▶ **Task directions**
Give the number of lines in the material below that contain the string "tree", treating uppercase and lowercase as different, and reply with the number alone.

▶ **Listing**
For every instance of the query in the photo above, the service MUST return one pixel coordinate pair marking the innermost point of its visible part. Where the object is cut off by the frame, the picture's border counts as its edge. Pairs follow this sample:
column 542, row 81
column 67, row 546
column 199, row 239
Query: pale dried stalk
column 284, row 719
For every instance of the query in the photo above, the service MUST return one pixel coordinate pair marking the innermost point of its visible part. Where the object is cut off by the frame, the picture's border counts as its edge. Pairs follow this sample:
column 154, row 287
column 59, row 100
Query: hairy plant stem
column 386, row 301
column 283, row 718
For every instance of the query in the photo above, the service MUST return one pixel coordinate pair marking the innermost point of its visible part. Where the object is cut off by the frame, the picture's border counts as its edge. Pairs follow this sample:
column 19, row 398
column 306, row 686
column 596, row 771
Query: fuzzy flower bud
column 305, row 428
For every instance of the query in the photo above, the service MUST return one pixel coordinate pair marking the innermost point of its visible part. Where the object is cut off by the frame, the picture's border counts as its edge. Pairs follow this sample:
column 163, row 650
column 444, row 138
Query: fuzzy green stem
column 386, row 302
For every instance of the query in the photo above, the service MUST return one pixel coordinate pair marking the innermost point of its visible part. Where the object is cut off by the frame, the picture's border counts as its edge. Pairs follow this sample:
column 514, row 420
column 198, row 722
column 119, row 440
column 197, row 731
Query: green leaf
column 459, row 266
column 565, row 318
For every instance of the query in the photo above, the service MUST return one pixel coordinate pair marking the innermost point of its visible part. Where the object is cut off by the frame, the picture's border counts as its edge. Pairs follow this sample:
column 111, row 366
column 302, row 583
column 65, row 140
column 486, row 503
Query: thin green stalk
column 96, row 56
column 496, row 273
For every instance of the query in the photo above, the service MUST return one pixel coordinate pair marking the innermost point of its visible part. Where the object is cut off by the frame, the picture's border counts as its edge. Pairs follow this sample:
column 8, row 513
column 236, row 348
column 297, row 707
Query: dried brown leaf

* * *

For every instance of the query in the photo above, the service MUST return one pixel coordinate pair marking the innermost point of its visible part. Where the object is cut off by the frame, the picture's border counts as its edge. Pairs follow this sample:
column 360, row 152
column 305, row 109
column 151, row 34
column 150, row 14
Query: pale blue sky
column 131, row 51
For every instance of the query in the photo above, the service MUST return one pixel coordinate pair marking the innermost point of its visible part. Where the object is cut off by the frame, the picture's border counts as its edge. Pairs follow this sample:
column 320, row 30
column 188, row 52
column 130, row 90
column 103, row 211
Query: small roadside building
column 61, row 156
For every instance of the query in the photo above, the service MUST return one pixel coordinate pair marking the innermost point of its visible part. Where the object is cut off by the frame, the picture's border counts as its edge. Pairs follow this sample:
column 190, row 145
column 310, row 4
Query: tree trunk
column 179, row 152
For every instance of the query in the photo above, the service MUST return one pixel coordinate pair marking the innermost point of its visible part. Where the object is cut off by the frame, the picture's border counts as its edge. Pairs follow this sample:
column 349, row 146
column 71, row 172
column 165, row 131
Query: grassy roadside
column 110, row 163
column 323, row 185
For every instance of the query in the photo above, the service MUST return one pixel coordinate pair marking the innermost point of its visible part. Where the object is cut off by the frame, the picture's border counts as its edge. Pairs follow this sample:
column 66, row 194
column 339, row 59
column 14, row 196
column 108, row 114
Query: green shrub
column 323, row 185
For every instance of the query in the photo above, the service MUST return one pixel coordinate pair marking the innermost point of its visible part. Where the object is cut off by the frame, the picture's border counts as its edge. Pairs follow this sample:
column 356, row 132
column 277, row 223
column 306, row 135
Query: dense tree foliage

* * *

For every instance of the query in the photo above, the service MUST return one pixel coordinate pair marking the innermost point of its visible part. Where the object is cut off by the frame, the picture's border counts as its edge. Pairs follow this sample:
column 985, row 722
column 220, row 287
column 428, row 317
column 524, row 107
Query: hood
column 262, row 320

▶ **Answer to the exercise**
2